Enunciado A: Segundo o texto sobre mulheres no forró, em que ano foi criada a banda Flor de Imbuia?

Texto fornecido:
☆ ☆ ☆ ☆ ☆

Xote das meninas: Mulheres que estão transformando o ritmo do forró

Por: Madu Motta

 

Desde dos primórdios do ritmo nomeado forró, escutamos nas letras a presença fiel da mulher. Em sua maior parte sendo detalhada por sua áurea de mistério e seu perfume de botão de laranjeira, como canta Geraldo Azevedo, ou o cheiro da Carolina trazido por Luiz Gonzaga. A mulher-menina, também é simbolizada como alguém a ser conquistada, que vai às festas e é cortejada, está sempre sendo vista por essa ótica sedutora.

Outro aspecto tradicional da cultura forrozeira, são os trios nordestinos, normalmente formados por um sanfoneiro, um zabumbeiro e também um tocador de triângulo.  Mas, o que muitas pessoas ainda não conseguem imaginar, apesar de ser uma realidade cada dia mais presente, é a existência de grupos de forró comandados por mulheres. Em entrevista a Agenda de Arte e Cultura, a banda Flor de Imbuia, criada em 2018, e composta totalmente por mulheres, traz esse aspecto para o contexto soteropolitano com músicas populares tradicionais, mas também inovando no repertório e no uso de diferentes instrumentos.

Como surgiu a ideia de formar um grupo de forró composto exclusivamente por mulheres?

A Flor de Imbuia se tornou uma banda formada por mulheres um pouco pelo destino e também por nosso desejo. Inicialmente éramos uma banda mista formada por seis pessoas e depois de um ano de banda um integrante saiu, pois ele ia mudar de cidade e então tínhamos mais um homem. Nós já tínhamos esse desejo latente em comum entre nós, mulheres, de nos tornarmos uma banda totalmente feminina e então aproveitamos esse momento de reformulação, conversamos com o outro integrante sobre o nosso desejo e assim nos transformamos em um grupo de forró feminino.

E qual foi a maior motivação para vocês se unirem e criarem um grupo de forró feminino?

 

Nossa motivação vem da percepção da necessidade de uma representatividade maior das mulheres no cenário musical como um todo, principalmente instrumentistas. Nós somos quatro mulheres instrumentistas e sabe-se que na cultura musical as mulheres instrumentistas são pouco valorizadas. Isso é uma característica que acaba chamando muita atenção do público e a gente percebe esses olhares de pessoas que estão conhecendo nosso trabalho e vendo quatro mulheres tocando instrumentos. Já que os grandes nomes de mulheres na música são normalmente associados a vocalistas e não necessariamente a instrumentistas.

Como vocês enxergam a evolução do forró ao longo dos anos e a contribuição de vocês para essa transformação?

☆ ☆ ☆ ☆ ☆

Dados fornecidos:
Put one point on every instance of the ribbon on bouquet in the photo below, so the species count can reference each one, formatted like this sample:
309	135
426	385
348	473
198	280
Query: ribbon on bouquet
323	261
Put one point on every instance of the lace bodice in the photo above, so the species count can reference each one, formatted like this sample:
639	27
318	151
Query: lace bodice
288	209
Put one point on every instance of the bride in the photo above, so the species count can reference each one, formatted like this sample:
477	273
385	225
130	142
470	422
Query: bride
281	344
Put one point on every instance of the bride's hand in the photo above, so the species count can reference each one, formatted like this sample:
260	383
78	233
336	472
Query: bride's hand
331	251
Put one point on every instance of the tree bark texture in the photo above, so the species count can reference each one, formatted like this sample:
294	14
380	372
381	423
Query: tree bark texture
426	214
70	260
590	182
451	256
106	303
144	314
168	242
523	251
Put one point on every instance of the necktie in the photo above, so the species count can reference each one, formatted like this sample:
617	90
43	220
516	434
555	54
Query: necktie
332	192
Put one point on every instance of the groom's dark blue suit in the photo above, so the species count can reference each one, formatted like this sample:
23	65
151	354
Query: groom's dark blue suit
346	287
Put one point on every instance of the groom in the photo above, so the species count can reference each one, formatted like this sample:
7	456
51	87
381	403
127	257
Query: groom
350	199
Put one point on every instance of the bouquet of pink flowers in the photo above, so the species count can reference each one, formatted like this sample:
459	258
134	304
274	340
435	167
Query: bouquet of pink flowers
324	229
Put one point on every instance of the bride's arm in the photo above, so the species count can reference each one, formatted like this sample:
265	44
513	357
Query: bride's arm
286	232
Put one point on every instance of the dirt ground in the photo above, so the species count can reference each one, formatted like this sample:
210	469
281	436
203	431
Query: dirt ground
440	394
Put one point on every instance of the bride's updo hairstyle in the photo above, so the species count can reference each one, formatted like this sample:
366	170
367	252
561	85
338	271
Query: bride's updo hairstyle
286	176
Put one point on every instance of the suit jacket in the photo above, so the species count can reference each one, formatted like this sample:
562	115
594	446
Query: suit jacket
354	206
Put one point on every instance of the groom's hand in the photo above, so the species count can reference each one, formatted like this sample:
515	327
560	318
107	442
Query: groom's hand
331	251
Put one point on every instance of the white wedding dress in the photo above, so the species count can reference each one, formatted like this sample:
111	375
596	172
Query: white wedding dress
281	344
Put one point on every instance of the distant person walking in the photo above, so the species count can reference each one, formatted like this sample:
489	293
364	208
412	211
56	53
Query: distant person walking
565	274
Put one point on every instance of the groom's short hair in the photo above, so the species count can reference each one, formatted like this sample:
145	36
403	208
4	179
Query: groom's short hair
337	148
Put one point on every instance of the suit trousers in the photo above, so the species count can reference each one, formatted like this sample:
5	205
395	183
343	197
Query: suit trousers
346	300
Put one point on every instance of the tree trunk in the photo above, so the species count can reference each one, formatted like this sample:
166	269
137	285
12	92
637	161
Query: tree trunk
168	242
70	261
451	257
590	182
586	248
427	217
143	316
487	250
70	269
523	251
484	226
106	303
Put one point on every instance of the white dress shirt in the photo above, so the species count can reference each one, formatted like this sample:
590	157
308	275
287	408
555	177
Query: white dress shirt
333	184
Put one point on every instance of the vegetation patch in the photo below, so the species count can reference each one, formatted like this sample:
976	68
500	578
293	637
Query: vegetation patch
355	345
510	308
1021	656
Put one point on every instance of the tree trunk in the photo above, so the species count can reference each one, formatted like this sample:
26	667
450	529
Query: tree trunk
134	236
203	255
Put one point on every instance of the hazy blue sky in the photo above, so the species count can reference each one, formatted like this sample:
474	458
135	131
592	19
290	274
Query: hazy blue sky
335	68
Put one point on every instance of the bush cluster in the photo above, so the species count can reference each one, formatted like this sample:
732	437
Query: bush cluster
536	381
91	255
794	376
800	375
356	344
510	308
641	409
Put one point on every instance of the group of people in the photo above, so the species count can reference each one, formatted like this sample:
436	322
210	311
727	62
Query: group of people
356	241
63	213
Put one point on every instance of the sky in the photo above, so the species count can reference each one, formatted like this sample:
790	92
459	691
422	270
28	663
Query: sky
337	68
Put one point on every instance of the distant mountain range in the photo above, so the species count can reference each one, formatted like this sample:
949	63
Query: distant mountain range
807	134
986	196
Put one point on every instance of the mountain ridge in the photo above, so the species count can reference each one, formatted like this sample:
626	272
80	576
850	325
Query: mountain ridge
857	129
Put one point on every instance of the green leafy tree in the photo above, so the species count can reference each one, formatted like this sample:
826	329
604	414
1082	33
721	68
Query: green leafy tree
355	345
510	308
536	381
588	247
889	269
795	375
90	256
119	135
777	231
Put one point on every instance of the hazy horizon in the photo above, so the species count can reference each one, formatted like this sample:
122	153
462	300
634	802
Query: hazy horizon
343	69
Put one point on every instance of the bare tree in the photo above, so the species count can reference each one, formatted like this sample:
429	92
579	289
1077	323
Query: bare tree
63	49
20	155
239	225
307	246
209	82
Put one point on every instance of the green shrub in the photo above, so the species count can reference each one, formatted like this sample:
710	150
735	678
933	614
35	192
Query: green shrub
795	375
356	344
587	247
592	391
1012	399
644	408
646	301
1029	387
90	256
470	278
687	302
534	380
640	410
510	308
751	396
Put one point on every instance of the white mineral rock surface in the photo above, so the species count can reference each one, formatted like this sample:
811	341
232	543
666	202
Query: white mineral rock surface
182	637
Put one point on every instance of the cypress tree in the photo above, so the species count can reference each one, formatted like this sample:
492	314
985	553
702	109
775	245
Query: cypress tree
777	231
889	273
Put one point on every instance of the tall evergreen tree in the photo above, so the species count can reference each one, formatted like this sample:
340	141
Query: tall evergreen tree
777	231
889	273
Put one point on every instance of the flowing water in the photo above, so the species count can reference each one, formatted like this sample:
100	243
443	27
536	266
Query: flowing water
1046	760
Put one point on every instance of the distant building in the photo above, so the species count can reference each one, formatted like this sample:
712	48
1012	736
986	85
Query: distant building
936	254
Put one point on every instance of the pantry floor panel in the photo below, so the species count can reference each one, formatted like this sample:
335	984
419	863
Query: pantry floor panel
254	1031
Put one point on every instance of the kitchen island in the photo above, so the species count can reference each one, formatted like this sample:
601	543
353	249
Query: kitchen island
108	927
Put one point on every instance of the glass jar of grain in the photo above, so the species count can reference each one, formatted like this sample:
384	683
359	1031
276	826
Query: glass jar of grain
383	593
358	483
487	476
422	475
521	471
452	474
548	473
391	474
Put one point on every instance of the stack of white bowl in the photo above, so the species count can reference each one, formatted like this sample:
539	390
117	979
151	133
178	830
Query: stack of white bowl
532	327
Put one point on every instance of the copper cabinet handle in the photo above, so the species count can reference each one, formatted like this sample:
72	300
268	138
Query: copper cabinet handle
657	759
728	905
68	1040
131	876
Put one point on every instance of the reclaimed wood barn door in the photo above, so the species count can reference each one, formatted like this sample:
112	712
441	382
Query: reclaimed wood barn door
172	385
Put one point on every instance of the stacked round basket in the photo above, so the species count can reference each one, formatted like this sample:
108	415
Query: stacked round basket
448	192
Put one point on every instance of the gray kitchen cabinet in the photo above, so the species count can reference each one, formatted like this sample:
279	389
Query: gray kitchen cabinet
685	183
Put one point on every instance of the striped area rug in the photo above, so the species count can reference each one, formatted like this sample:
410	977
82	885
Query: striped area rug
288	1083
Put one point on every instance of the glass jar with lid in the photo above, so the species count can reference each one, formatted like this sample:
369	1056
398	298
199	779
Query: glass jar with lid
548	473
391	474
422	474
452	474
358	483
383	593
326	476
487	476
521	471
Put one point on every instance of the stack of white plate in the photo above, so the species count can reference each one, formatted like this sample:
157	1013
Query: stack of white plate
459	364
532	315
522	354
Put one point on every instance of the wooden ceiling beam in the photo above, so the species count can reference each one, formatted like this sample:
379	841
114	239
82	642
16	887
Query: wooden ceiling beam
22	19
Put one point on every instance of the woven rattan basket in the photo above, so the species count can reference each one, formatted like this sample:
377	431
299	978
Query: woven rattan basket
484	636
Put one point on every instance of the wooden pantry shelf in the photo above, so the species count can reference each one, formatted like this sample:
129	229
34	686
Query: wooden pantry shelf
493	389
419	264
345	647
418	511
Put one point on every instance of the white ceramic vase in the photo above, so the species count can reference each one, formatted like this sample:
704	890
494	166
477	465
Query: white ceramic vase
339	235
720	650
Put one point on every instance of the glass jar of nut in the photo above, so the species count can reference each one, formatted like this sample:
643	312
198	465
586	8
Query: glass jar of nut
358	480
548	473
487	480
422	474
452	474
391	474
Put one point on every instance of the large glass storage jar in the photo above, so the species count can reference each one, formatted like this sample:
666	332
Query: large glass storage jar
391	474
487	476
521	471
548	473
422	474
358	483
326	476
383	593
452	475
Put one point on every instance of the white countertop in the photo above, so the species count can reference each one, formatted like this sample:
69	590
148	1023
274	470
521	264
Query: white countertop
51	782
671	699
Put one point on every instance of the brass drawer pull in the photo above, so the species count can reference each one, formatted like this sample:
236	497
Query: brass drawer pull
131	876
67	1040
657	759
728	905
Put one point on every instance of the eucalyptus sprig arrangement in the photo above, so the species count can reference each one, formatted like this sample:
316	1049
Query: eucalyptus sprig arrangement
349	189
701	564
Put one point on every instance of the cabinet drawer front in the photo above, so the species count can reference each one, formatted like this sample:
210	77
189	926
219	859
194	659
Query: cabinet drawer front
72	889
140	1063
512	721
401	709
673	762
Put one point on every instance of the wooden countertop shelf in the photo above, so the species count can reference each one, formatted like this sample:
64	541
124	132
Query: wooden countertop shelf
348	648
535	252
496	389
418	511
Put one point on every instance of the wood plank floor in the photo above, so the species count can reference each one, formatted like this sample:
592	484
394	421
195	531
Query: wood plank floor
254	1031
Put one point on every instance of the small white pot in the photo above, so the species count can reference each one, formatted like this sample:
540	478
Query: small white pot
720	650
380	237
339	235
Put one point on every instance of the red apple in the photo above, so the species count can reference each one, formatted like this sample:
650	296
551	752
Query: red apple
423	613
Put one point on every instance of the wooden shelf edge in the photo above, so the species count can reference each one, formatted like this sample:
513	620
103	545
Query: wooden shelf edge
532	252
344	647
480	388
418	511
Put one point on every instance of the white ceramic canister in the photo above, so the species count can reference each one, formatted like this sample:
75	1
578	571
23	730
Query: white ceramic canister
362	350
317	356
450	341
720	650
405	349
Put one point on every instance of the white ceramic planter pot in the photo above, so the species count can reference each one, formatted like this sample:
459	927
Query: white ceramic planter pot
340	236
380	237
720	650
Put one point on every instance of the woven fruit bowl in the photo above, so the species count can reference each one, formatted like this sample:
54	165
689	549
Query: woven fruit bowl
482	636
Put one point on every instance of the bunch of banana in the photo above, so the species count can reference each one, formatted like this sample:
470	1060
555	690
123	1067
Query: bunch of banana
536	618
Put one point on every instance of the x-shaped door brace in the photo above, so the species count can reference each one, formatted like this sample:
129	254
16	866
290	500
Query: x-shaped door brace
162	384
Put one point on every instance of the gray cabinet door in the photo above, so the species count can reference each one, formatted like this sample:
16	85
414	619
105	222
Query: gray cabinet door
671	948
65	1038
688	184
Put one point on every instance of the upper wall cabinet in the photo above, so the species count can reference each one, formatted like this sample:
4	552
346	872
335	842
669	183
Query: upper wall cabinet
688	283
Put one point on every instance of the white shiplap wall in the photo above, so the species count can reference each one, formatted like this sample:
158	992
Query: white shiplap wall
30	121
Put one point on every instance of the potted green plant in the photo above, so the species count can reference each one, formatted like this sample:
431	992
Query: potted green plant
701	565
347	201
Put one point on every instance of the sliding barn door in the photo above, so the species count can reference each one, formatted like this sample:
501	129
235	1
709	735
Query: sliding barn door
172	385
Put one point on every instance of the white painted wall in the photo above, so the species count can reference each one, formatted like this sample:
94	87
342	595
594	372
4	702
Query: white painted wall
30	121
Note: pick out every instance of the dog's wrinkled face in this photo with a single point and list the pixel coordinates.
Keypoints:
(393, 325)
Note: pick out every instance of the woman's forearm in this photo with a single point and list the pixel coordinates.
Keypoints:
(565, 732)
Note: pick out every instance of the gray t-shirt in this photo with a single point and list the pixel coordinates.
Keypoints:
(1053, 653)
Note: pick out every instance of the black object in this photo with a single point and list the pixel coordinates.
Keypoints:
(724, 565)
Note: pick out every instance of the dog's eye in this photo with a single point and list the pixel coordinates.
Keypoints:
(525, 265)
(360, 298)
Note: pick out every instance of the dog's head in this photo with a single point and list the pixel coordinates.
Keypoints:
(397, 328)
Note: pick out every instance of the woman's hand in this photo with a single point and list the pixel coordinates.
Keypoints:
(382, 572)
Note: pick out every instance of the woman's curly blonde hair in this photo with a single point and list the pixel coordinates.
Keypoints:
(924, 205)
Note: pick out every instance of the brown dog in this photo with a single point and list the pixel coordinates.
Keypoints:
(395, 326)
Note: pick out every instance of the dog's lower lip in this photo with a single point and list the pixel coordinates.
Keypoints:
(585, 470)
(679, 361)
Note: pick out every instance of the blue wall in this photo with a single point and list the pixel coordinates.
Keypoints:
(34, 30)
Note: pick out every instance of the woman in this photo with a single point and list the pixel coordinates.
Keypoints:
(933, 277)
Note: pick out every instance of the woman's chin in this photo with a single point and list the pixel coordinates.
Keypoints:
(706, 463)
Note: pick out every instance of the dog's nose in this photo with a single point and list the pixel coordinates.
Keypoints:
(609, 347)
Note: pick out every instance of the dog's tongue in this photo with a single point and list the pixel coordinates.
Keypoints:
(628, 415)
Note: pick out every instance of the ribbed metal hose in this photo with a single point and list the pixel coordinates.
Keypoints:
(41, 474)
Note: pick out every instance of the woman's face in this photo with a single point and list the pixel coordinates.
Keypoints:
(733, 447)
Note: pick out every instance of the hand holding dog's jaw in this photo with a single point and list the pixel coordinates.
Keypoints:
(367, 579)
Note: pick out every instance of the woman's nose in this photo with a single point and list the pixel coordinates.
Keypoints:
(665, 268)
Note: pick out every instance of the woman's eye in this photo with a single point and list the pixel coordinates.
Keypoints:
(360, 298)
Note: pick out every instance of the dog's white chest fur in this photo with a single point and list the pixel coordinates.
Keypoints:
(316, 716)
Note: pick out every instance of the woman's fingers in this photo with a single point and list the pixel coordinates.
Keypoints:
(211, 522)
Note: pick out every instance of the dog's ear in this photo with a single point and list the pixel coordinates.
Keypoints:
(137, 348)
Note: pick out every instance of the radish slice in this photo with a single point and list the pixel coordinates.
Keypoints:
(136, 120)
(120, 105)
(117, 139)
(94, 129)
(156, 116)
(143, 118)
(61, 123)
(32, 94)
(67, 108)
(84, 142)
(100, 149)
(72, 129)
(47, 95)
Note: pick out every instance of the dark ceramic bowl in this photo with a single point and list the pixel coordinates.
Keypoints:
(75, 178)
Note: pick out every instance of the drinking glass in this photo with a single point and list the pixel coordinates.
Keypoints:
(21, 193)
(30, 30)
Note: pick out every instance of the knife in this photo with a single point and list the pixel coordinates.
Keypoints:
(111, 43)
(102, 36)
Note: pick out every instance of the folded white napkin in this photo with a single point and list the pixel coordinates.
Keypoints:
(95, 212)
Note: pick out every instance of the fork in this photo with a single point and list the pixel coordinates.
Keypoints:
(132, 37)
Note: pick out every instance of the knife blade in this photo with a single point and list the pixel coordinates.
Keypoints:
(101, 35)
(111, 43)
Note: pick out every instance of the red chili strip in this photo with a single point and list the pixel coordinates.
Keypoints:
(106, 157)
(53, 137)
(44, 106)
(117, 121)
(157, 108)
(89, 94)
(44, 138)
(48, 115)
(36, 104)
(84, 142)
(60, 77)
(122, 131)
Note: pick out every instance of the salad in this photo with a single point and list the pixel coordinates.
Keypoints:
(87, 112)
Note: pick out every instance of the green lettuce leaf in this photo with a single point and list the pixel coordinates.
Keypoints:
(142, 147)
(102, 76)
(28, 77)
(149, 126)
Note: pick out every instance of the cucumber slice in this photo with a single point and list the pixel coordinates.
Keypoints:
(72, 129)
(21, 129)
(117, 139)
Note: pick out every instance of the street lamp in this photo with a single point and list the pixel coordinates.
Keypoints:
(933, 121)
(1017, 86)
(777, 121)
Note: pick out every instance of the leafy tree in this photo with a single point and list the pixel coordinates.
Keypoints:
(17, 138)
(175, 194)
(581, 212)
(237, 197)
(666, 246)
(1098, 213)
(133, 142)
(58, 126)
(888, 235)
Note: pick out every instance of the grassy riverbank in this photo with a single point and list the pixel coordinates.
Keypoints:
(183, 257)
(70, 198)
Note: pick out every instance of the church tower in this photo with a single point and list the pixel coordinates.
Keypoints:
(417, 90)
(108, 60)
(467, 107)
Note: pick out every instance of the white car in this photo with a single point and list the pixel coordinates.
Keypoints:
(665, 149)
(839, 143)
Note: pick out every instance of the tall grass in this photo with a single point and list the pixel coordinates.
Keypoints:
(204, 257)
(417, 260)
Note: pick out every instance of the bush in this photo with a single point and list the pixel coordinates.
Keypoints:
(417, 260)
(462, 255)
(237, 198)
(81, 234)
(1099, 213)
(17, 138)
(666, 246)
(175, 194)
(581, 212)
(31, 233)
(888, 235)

☆ ☆ ☆ ☆ ☆

Enunciado B: Por favor, destaque cada linha das entradas que traga a palavra "stacked", diferenciando maiúsculas de minúsculas.

Resposta A: Em 2018.

Resposta B:
Put one point on every instance of the stacked round basket in the photo above, so the species count can reference each one, formatted like this sample:
Query: stacked round basket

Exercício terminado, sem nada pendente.